→ **Your objective**
Once the pictures are set aside, retype the remaining entries exactly.

→ **Given information**
-----
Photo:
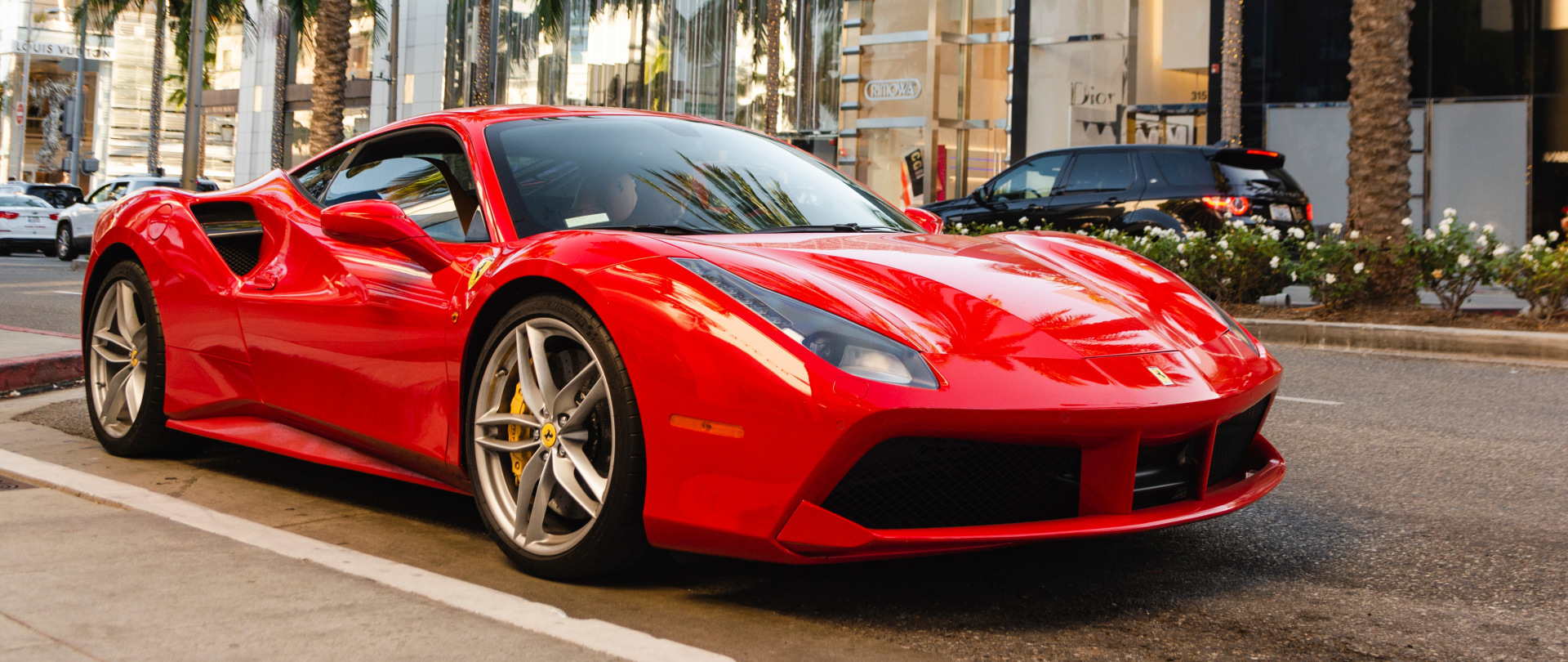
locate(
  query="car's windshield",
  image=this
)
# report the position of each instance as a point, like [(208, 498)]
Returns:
[(625, 172), (22, 201)]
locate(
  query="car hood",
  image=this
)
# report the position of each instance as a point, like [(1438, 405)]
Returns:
[(1015, 293)]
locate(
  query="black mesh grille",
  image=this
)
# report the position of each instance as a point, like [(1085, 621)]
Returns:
[(238, 252), (924, 482), (1165, 472), (234, 231), (1233, 440)]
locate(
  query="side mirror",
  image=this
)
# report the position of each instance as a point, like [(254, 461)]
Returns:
[(378, 223), (927, 220)]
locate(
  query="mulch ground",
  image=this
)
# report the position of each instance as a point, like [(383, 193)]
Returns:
[(1404, 315)]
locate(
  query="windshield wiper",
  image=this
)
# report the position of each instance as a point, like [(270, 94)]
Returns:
[(828, 228), (661, 230)]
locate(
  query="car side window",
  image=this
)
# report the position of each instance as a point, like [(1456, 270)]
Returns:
[(425, 173), (314, 181), (109, 192), (1034, 179), (1184, 168), (1099, 172)]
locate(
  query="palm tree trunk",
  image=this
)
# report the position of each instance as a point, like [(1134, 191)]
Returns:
[(770, 96), (332, 73), (1232, 74), (1380, 116), (156, 110), (279, 85)]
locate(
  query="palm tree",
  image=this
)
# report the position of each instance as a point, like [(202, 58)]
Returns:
[(1380, 116), (1232, 74), (332, 66)]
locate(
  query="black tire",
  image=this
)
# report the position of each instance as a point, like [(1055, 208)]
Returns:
[(146, 432), (65, 242), (615, 540)]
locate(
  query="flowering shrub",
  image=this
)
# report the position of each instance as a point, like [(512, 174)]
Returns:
[(1454, 261), (1339, 267), (1537, 273)]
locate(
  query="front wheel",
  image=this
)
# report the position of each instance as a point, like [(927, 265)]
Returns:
[(124, 365), (65, 244), (554, 443)]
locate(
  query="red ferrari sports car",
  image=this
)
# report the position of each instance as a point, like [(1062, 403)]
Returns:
[(626, 330)]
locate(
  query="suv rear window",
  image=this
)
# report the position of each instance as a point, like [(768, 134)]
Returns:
[(1184, 168)]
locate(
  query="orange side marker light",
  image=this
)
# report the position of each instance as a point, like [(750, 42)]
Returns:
[(686, 423)]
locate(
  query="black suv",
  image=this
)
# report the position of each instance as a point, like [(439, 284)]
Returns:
[(1136, 187)]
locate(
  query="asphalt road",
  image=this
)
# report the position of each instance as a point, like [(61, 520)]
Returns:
[(39, 292), (1421, 518)]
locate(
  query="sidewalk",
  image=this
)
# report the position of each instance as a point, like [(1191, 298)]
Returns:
[(37, 358), (87, 581)]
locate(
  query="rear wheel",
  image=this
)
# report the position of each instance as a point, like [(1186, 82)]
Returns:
[(124, 365), (65, 244), (554, 443)]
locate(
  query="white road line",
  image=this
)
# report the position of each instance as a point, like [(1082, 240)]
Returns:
[(1308, 400), (588, 633)]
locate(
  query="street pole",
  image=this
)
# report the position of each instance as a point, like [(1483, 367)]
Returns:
[(20, 140), (392, 44), (190, 162), (76, 104)]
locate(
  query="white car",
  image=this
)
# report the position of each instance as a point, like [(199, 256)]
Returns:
[(74, 231), (25, 223)]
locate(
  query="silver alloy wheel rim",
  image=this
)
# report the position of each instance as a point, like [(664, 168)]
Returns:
[(119, 360), (554, 477)]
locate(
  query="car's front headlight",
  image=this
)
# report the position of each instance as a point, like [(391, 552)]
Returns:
[(852, 347)]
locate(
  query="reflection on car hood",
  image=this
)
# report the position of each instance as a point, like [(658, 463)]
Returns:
[(1017, 293)]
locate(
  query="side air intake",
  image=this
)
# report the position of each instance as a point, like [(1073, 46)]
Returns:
[(234, 231)]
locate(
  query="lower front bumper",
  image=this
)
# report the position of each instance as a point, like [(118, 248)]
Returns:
[(822, 537)]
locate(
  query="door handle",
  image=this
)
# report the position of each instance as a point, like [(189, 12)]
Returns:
[(264, 281)]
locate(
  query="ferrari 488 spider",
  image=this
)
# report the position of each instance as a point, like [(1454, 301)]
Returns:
[(626, 330)]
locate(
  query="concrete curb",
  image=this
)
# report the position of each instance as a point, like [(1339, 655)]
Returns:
[(1413, 339), (39, 370)]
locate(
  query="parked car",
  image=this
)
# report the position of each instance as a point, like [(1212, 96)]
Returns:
[(25, 223), (74, 231), (57, 195), (1136, 187), (468, 300)]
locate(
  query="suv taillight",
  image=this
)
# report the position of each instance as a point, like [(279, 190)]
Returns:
[(1235, 206)]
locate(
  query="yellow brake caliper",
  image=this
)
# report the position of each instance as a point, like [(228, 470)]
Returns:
[(514, 433)]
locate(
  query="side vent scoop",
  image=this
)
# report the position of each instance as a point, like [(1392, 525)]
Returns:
[(234, 231)]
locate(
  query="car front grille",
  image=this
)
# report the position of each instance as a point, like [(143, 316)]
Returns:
[(916, 482), (1232, 441)]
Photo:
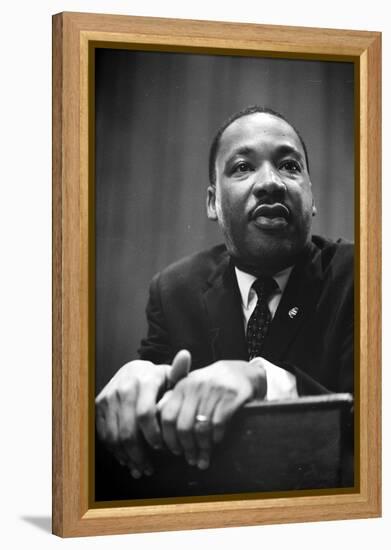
-----
→ **Expected answer**
Photo:
locate(
  query="car's windshield",
  image=this
)
# report the position of each instance as a point, like [(208, 498)]
Returns:
[(625, 172), (22, 201)]
locate(
  query="car hood",
  image=this
)
# report the position of each instance as a point, like [(1438, 405)]
Returns:
[(1015, 293)]
locate(
  query="black mesh grille",
  image=this
)
# report the position of each instance as a point, like [(1085, 621)]
Returns:
[(238, 252), (924, 482), (1165, 472), (234, 231), (1233, 440)]
locate(
  query="side mirror",
  image=this
)
# report the position of each instance as a point, like [(254, 461)]
Returns:
[(378, 223), (927, 220)]
locate(
  query="mulch ground",
  image=this
)
# report the position of each instance as a point, like [(383, 193)]
Returns:
[(1404, 315)]
locate(
  query="windshield wiper",
  image=this
)
# report the position of each instance as a point, like [(270, 94)]
Returns:
[(828, 228), (661, 230)]
locate(
  query="car side window",
  image=this
)
# report the position of each instance as a point, like [(1456, 270)]
Returns:
[(425, 173), (314, 181), (109, 192), (1034, 179), (1184, 168), (1099, 172)]
locate(
  query="palm tree trunk",
  image=this
)
# report the position of each instance as a point, like [(1134, 191)]
Returns:
[(770, 96), (332, 73), (1232, 74), (1380, 116), (156, 110), (279, 85)]
locate(
  query="palm tree",
  image=this
)
# report the position of each instance as a point, like [(202, 58)]
Returns:
[(1380, 116), (1232, 74), (332, 66)]
locate(
  query="black tire",
  image=this
)
# report the position of each instance as a point, like [(1055, 208)]
Returns:
[(146, 432), (65, 242), (615, 540)]
locate(
  query="flowering shrub",
  image=this
)
# report the position of each instance as a point, like [(512, 174)]
Returns:
[(1454, 261), (1339, 267), (1537, 273)]
locate(
  query="front wheel",
  image=this
)
# report the position of each instance as a point, like [(927, 265)]
Returns:
[(124, 365), (65, 244), (554, 443)]
locate(
  query="red ferrari sports car",
  image=this
)
# report the position of each instance as a point, like [(1062, 403)]
Returns:
[(626, 330)]
locate(
  query="suv rear window",
  image=this
)
# report the position of each instance as a point, like [(768, 134)]
Returns:
[(1184, 168)]
locate(
  query="orange side marker light",
  image=this
)
# report the position of each instance as a point, like [(750, 42)]
Returns:
[(686, 423)]
locate(
  query="black suv",
  image=this
)
# report the position of each instance as a point, like [(439, 284)]
Returns:
[(1136, 187)]
locate(
  query="asphalt road",
  image=this
)
# report the position of each instance as a point, like [(61, 520)]
Returns:
[(39, 292), (1421, 518)]
locate(
  query="sidewalk",
  image=this
)
# report the position of each instance as a point, like [(1191, 298)]
Returns:
[(37, 358), (87, 581)]
locate(
  query="rear wheel",
  image=this
)
# report the position of each instance as a point, like [(1186, 82)]
Returns:
[(124, 365), (65, 244), (554, 443)]
locate(
  query="white road line",
  image=this
)
# report the position of each instance as a point, like [(1082, 240)]
Returns:
[(1308, 400), (588, 633)]
locate(
  query="street pole",
  image=this
)
# report the position of each instance as a point, like [(1483, 367)]
Returns:
[(20, 140), (392, 44), (190, 162), (76, 104)]
locate(
  query="white car",
  image=this
)
# report the position of each instance as a point, like [(199, 256)]
Returns:
[(74, 231), (25, 223)]
locate(
  query="silver alloy wheel rim",
  image=this
)
# report the position of each instance as a point, like [(664, 168)]
Returns:
[(119, 360), (554, 477)]
locate(
  query="car's front headlight",
  image=this
)
# report the position of each instance as a point, like [(391, 552)]
Returns:
[(852, 347)]
locate(
  query="reflection on car hood",
  image=this
)
# report the position of each instance as a point, like [(658, 463)]
Returns:
[(1017, 293)]
locate(
  query="side air intake",
  image=this
)
# report the position of each instance as a point, like [(1073, 46)]
Returns:
[(234, 231)]
locate(
  query="lower front bumper",
  image=this
)
# report the position of each instance as a point, like [(118, 248)]
Returns:
[(822, 537)]
locate(
  query="door handle",
  image=this
)
# report the position of each instance as a point, like [(189, 12)]
Returns:
[(264, 281)]
locate(
  query="ferrari 488 spider",
  image=this
)
# report the position of each instance as a point, like [(1454, 301)]
Returns:
[(626, 330)]
locate(
  query="concrete curb",
  image=this
)
# report the position of each instance as a point, like [(1339, 655)]
Returns:
[(1413, 339), (39, 370)]
locate(
  query="parked car",
  image=this
)
# report the position of each instance as a point, like [(1212, 96)]
Returns:
[(25, 223), (74, 231), (57, 195), (1136, 187), (468, 300)]
locate(
  query="suv taillight",
  image=this
)
# report the position of each instance as a point, like [(279, 190)]
Returns:
[(1235, 206)]
locate(
  query="yellow brake caliper",
  image=this
)
# report the position of each instance as a point, like [(228, 470)]
Returns:
[(514, 433)]
locate(
  query="side vent scoop",
  image=this
)
# report the position of each instance as a point, like [(1392, 525)]
Returns:
[(234, 231)]
locate(
  query="car front grille",
  image=this
)
# report the position of each instance as a point, like [(143, 316)]
Returns:
[(916, 482), (1232, 441)]
Photo:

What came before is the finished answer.